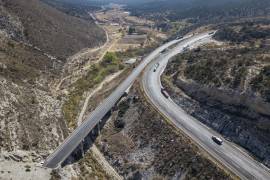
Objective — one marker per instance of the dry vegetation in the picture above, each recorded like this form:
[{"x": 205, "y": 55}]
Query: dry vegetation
[
  {"x": 139, "y": 143},
  {"x": 53, "y": 31},
  {"x": 228, "y": 85}
]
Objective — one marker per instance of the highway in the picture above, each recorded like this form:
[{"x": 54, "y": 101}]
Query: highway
[
  {"x": 228, "y": 154},
  {"x": 70, "y": 144}
]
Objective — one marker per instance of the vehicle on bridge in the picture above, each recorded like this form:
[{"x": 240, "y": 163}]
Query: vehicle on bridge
[
  {"x": 156, "y": 66},
  {"x": 217, "y": 140},
  {"x": 165, "y": 93}
]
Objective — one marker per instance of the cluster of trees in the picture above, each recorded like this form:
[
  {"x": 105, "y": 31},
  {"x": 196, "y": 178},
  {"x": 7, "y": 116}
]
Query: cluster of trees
[
  {"x": 207, "y": 10},
  {"x": 246, "y": 33}
]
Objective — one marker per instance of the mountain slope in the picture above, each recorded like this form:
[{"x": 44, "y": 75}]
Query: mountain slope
[{"x": 53, "y": 31}]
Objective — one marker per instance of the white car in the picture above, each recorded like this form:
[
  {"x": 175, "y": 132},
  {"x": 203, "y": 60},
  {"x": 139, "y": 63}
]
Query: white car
[{"x": 217, "y": 140}]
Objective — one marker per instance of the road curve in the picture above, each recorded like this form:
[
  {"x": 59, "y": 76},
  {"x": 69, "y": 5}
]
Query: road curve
[
  {"x": 69, "y": 144},
  {"x": 228, "y": 153}
]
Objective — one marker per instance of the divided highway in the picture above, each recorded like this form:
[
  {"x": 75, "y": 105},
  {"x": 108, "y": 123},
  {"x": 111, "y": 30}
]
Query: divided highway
[
  {"x": 69, "y": 145},
  {"x": 228, "y": 153}
]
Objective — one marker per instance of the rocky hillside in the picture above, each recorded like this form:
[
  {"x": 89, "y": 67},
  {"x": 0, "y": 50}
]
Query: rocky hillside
[
  {"x": 229, "y": 86},
  {"x": 53, "y": 31},
  {"x": 140, "y": 144},
  {"x": 35, "y": 40}
]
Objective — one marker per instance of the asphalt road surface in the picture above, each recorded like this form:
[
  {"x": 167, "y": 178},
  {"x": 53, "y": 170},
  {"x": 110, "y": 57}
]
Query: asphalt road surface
[
  {"x": 228, "y": 153},
  {"x": 68, "y": 146}
]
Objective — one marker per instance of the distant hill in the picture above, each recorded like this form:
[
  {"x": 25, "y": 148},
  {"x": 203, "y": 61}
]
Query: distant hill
[
  {"x": 204, "y": 9},
  {"x": 54, "y": 31}
]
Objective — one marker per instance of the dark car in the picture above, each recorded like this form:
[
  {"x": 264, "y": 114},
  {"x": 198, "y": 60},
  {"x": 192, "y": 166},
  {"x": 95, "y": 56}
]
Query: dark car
[{"x": 217, "y": 140}]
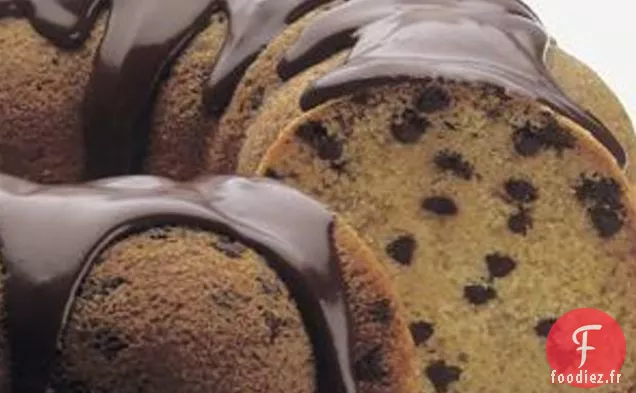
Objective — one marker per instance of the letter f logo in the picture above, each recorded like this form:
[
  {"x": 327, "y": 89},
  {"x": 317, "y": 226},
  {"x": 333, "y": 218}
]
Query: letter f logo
[{"x": 583, "y": 344}]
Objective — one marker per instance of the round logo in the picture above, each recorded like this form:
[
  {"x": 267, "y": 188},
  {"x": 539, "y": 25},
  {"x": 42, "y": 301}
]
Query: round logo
[{"x": 586, "y": 348}]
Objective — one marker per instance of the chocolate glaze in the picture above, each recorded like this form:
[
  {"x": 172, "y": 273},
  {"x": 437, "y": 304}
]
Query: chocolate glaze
[
  {"x": 493, "y": 41},
  {"x": 51, "y": 236},
  {"x": 142, "y": 40}
]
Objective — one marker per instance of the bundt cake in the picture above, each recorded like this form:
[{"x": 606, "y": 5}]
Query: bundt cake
[
  {"x": 85, "y": 94},
  {"x": 268, "y": 286},
  {"x": 484, "y": 167}
]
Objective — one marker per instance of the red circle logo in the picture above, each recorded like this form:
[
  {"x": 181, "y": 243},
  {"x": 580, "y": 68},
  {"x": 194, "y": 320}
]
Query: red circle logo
[{"x": 586, "y": 349}]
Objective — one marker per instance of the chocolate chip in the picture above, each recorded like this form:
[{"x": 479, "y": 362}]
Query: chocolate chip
[
  {"x": 442, "y": 206},
  {"x": 401, "y": 249},
  {"x": 370, "y": 367},
  {"x": 500, "y": 265},
  {"x": 526, "y": 143},
  {"x": 432, "y": 99},
  {"x": 529, "y": 140},
  {"x": 605, "y": 207},
  {"x": 421, "y": 331},
  {"x": 229, "y": 247},
  {"x": 442, "y": 375},
  {"x": 315, "y": 135},
  {"x": 555, "y": 137},
  {"x": 600, "y": 191},
  {"x": 521, "y": 190},
  {"x": 269, "y": 288},
  {"x": 607, "y": 222},
  {"x": 411, "y": 128},
  {"x": 381, "y": 311},
  {"x": 521, "y": 222},
  {"x": 479, "y": 294},
  {"x": 542, "y": 328},
  {"x": 453, "y": 162},
  {"x": 108, "y": 343}
]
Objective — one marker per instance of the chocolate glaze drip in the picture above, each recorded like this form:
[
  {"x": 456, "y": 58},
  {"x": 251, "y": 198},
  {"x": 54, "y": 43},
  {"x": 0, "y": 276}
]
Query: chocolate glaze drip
[
  {"x": 51, "y": 236},
  {"x": 253, "y": 24},
  {"x": 142, "y": 40},
  {"x": 494, "y": 41}
]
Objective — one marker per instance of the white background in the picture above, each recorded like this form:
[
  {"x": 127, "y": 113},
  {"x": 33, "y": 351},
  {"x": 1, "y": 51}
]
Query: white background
[{"x": 602, "y": 33}]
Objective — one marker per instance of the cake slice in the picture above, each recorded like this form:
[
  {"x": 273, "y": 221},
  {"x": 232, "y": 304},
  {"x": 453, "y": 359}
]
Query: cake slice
[
  {"x": 256, "y": 289},
  {"x": 494, "y": 215}
]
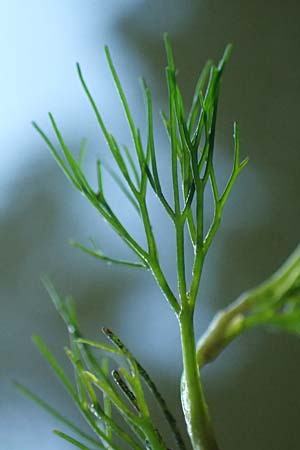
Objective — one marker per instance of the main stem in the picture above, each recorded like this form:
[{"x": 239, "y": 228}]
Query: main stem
[{"x": 195, "y": 410}]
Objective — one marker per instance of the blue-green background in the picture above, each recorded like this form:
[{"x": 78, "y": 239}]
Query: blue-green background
[{"x": 253, "y": 389}]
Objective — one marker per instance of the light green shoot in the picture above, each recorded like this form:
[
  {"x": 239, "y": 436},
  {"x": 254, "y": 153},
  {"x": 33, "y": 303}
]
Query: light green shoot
[{"x": 97, "y": 393}]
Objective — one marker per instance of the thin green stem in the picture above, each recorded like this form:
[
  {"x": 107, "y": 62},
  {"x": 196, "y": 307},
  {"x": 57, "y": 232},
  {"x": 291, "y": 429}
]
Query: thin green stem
[{"x": 193, "y": 402}]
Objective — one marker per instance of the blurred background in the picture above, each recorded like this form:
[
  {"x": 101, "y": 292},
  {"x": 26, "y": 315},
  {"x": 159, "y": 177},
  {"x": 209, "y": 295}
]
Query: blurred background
[{"x": 253, "y": 389}]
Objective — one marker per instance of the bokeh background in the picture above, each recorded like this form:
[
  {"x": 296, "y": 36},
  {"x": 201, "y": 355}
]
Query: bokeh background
[{"x": 253, "y": 389}]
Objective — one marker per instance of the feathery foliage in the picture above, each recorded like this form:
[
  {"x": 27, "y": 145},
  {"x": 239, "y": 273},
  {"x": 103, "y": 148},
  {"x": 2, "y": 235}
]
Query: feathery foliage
[{"x": 114, "y": 383}]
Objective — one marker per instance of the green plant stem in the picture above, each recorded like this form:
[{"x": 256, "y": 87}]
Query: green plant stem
[
  {"x": 236, "y": 318},
  {"x": 193, "y": 402}
]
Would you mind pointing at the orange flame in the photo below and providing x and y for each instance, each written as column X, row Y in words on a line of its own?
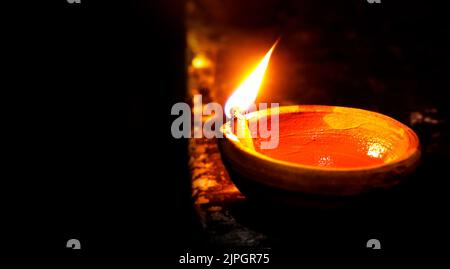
column 245, row 95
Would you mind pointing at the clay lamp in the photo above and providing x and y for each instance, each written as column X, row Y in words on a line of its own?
column 324, row 151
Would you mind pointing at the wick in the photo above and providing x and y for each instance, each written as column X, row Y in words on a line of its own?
column 242, row 130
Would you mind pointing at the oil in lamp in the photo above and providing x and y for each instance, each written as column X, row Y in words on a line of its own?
column 323, row 151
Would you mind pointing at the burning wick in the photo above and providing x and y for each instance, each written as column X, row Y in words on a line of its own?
column 244, row 97
column 242, row 130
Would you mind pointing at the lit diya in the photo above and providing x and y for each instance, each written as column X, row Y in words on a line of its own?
column 322, row 150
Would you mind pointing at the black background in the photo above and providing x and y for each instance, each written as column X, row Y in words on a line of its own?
column 91, row 86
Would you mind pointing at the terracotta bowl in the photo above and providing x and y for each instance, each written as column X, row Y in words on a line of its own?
column 323, row 150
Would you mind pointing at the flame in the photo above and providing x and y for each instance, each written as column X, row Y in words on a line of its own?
column 245, row 95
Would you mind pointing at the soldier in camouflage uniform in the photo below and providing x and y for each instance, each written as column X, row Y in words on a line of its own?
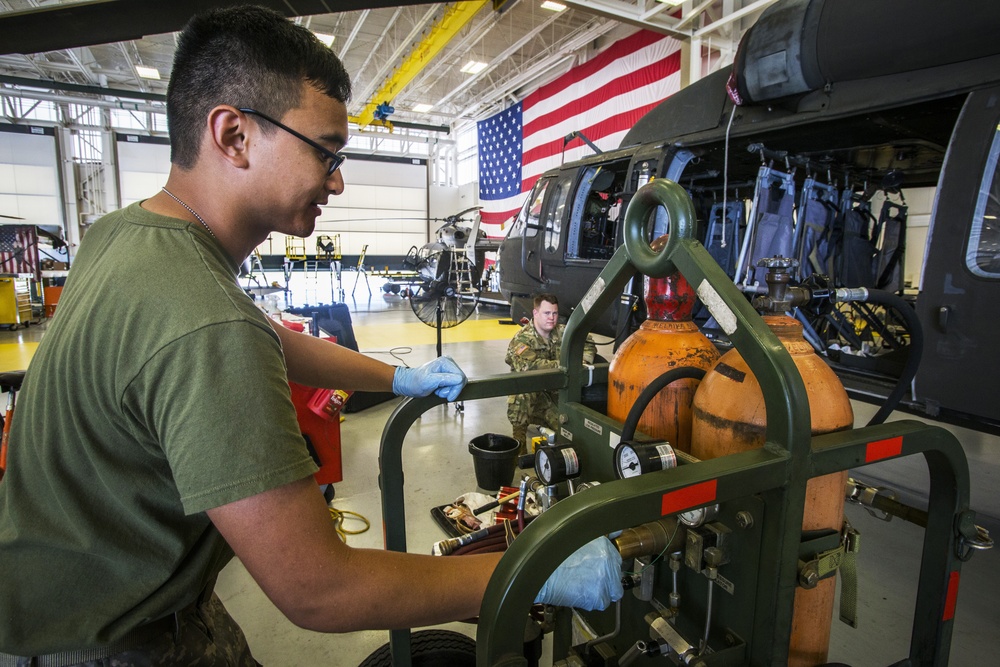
column 536, row 347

====

ASSIGNMENT
Repeat word for word, and nothing more, the lines between the line containing "Would you mind pointing at the flame" and the last line of the records above, inclusive, without pictures.

ANSWER AREA
Would you mind pointing at the flame in the photo above and providing x and y for each instance, each written as column X, row Y in words on a line of its own?
column 245, row 95
Would you mind pointing at the soldier in camouflage uniform in the photo below and providing x and y for each instance, each written as column X, row Y in words on a line of its own?
column 536, row 347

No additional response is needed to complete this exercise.